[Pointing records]
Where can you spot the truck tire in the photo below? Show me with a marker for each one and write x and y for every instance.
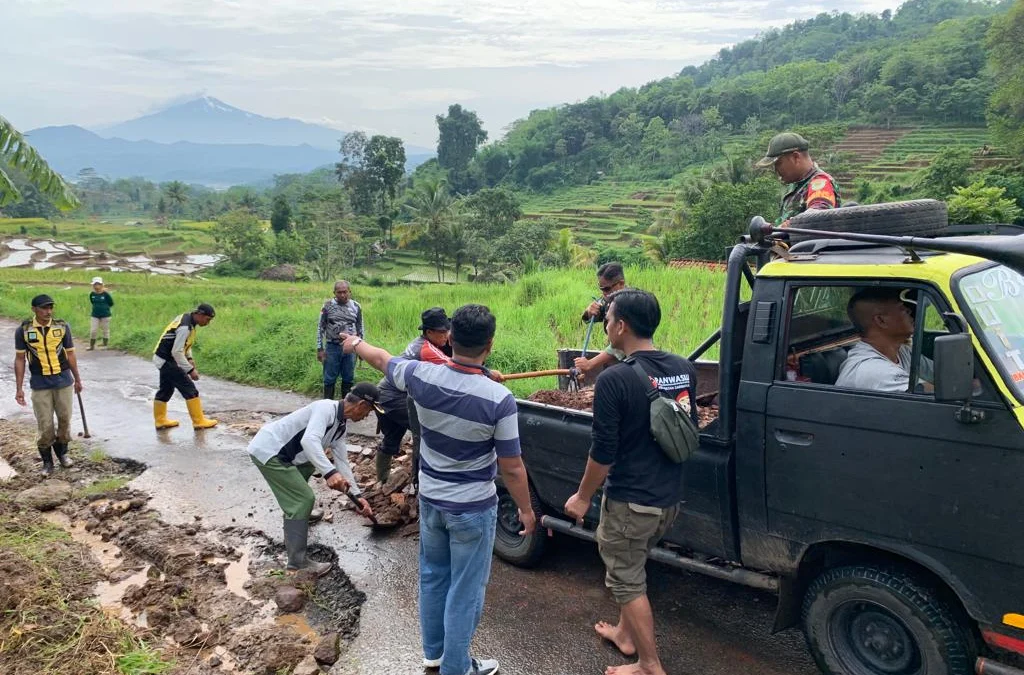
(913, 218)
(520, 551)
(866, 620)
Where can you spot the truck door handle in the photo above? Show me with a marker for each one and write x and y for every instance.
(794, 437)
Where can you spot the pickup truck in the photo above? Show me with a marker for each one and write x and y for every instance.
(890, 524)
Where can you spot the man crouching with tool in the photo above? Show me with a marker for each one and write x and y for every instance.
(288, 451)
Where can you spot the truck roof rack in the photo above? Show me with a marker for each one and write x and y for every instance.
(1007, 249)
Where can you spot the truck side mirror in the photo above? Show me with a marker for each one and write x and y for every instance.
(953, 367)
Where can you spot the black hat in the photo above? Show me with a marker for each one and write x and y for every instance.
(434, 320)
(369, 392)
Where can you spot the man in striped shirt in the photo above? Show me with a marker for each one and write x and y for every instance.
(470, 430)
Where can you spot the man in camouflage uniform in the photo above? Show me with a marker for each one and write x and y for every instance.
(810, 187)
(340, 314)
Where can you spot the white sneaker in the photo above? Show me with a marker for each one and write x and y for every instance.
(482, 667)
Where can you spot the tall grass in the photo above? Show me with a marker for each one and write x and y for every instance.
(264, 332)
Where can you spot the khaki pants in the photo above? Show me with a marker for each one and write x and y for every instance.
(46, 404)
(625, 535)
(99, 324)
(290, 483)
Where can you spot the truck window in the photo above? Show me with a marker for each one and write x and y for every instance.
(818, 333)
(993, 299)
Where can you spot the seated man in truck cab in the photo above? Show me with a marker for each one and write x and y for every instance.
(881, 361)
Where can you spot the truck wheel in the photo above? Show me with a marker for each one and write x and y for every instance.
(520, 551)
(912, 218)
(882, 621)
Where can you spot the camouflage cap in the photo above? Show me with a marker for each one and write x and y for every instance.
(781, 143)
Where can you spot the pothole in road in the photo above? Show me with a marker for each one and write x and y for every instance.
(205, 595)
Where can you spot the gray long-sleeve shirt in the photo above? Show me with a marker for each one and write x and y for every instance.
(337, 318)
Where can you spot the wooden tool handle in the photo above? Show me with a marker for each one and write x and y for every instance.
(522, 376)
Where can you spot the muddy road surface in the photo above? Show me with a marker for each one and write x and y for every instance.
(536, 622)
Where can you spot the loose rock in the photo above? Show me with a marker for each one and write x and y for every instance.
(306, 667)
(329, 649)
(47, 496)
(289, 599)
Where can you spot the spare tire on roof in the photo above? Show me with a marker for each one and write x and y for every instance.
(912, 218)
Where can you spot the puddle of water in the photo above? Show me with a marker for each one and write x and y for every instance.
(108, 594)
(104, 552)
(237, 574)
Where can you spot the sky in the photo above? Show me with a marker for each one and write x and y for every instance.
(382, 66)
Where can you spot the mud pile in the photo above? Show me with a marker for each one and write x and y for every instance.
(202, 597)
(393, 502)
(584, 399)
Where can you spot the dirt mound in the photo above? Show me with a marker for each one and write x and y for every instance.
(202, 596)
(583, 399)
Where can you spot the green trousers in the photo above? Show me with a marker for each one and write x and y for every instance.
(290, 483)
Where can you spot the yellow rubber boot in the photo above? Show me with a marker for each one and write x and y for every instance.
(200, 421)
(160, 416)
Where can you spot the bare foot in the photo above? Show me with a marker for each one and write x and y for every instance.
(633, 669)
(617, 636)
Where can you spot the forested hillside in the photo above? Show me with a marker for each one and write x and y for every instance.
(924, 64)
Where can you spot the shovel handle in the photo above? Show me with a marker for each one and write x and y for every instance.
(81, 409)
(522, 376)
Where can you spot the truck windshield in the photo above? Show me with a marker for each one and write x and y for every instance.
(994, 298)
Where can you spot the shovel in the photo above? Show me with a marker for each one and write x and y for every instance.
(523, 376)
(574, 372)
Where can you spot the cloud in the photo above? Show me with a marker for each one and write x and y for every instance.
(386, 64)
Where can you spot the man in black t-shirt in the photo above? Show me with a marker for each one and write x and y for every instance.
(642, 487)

- [What is needed]:
Write out the lines above, starting at the line that contains "Where can you spot the dirt" and ending with the final line, and nothing else; copy them exactly.

- [Result]:
Where can you spot the dirt mound in the photo above? Show me with a marker for each one and write x and y for every instance.
(202, 596)
(583, 399)
Where can you spot the green trousers in the photo above? Show me with a marker for each one and write x and y for every instance.
(290, 483)
Where can you spot the yellow rubber boot in the photo above? Show me with a marker for each one and write x and y for every instance.
(200, 421)
(160, 416)
Where can you spot the bare foot in the photo above? Show me with a marker for each one and write x and y for every instance.
(633, 669)
(617, 636)
Where can you spot the forested hillside in the photo above? Show me with a marker for each one and write x and y for every instance.
(924, 64)
Where can you spot the shovel handle in the photo above? Show me with a marker for each one and write x and y for every instance.
(81, 409)
(522, 376)
Where can you spot the truck windshield in the photo above? Show me with a marker for each one and write x and y for every instance.
(994, 298)
Where can you spot the shovel in the photo above? Show me with a marker for each one and write x and y for every instance.
(523, 376)
(574, 372)
Where can you spot the cloud in the photo above? Show me with a marker for each one and write x and y for every instance.
(386, 64)
Where can you spot the man in black t-shirt in the photo above? Show me with a marker for each one and write x and y for every instance.
(642, 487)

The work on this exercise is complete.